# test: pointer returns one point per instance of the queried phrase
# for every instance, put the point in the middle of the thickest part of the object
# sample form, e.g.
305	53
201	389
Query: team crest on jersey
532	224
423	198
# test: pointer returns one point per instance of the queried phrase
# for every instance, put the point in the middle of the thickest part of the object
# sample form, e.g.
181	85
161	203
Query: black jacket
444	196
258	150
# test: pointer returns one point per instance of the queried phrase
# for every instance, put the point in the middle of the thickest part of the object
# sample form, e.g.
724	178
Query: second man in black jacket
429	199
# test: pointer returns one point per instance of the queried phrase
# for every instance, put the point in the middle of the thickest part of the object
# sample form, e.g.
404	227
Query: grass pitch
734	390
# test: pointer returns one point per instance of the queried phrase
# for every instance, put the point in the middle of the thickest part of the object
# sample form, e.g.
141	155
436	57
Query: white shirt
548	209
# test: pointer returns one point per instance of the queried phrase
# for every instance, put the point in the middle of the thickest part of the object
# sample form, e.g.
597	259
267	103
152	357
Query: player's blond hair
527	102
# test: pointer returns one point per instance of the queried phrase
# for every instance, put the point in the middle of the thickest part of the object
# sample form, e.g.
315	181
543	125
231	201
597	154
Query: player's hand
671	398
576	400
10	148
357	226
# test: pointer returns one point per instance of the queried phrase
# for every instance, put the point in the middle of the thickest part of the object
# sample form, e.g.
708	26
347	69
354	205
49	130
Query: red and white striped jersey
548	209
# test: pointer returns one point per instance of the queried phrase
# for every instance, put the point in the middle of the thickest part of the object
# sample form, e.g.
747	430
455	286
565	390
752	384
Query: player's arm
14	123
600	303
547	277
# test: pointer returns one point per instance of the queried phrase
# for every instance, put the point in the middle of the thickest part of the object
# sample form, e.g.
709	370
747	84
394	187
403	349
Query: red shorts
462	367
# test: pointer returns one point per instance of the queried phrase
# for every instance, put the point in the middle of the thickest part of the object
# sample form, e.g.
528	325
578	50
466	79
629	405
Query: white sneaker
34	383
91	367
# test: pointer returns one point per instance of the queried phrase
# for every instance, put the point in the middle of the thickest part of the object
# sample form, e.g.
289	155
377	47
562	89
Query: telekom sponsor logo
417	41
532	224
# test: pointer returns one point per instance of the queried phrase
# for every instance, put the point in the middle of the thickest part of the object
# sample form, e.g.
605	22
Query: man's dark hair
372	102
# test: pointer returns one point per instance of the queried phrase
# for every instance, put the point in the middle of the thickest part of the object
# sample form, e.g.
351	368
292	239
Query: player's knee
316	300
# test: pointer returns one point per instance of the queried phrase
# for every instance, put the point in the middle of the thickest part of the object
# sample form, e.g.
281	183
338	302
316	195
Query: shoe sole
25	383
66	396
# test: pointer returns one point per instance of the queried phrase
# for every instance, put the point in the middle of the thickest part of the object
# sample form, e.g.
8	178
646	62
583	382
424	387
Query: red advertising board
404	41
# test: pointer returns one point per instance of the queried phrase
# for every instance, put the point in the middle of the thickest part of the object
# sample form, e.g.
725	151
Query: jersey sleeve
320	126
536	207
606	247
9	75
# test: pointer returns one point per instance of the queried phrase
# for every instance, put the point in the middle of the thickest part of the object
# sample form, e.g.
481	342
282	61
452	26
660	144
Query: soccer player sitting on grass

####

DIRECTIVE →
From the listing above, extract all records word for word.

THE COMPLETED TASK →
# test: pointer returns one point per instance of the queried phrase
# for every instance, put the point in the middle of the thickest part of the object
# sample form, e.g.
305	53
201	389
Query: team crest on jersey
532	224
423	198
# test: pointer returns one point per instance of the queried phrase
# for every instance, put the point in the middle of the thickest part of the object
# sample form, e.g.
181	85
161	203
Query: black jacket
444	196
258	150
# test: pointer returns one point per instance of the queried phrase
# for every instance, put the point in the middle of the thickest part of the object
# sample form, e.g.
724	178
Query: second man in black jacket
429	199
# test: pointer returns one point per instance of the queried phrase
# for every instance, put the point in the middle of the thickest part of the object
# sample form, e.g.
404	227
Query: grass pitch
734	390
# test: pointer returns one point per instance of the queried phrase
# for every instance, put the point in the middle of the thickest part of the object
# sample form, e.g.
141	155
436	57
Query: white shirt
548	209
# test: pointer returns one point per instance of the queried phrase
# for every instance, put the point in the middle of the thickest part of the object
# sample form, e.g.
597	259
267	103
152	357
Query: player's blond hair
527	102
# test: pointer returns one point per instance of the queried phrase
# for every instance, put the point in the middle of the thickest part of the object
# sample form, e.g.
315	181
543	125
231	201
597	154
Query: player's hand
671	398
576	400
10	148
357	226
# test: pointer returns one point per instance of the queried phrase
# for every instance, put the point in the middle of the thickest part of the object
# sample form, e.g.
708	26
347	69
354	205
49	130
Query: red and white striped jersey
548	209
# test: pointer returns one point per instance of the queried phrase
# for every instance, put the point in the middle of the thickest part of the object
# sample form, e.g.
747	430
455	286
565	390
752	384
Query: player's arm
14	123
600	303
547	277
# test: pointer returns one point per instance of the queried phrase
# for every instance, put the point in the middle of the thickest part of the object
# sample form, e.g.
709	370
747	84
394	187
403	349
Query: red shorts
462	367
# test: pointer returns one point per instance of the queried phrase
# for every instance, put the point in the middle of the thickest part of the object
# sample form, e.g.
528	325
578	50
466	79
629	405
Query: white sneaker
34	383
91	367
# test: pointer returns one point per instance of the queried phrase
# for every instance, put the point in the middle of the thickest part of the object
# sample form, e.g.
289	155
377	47
562	89
Query: telekom sponsor logo
417	41
532	224
# test: pointer returns one point per instance of the queried phrase
# for every instance, put the point in the middle of the thickest part of the object
# sample form, e.g.
605	22
Query: man's dark hair
372	102
# test: pointer returns one point per instance of the queried phrase
# for every instance, put the point in the middle of the thickest part of the object
# sample form, e.g.
351	368
292	239
Query: player's knee
316	300
# test: pointer returns one point per instance of the queried phrase
# for every instance, put the point in the middle of the thickest part of the object
# sample form, e.g.
281	183
338	302
316	195
Query: shoe sole
25	383
66	396
# test: pointer returns one point per instance of the queried phrase
# for every instance, put the point in the middle of the thickest part of the object
# sample form, e.g.
8	178
646	62
583	382
424	387
Query: red advertising board
404	41
# test: pointer returns one point per instance of the queried phrase
# for every instance, put the point in the middle of the thickest part of the object
# sample form, e.g.
725	151
Query: jersey sleeve
320	126
536	207
606	247
9	75
# test: pointer returns one point per instance of the queried phrase
# for every instance, put the point in the middle of the thickest part of the object
# sample form, e.g.
481	342
282	61
452	26
660	144
Query: soccer player sitting on grass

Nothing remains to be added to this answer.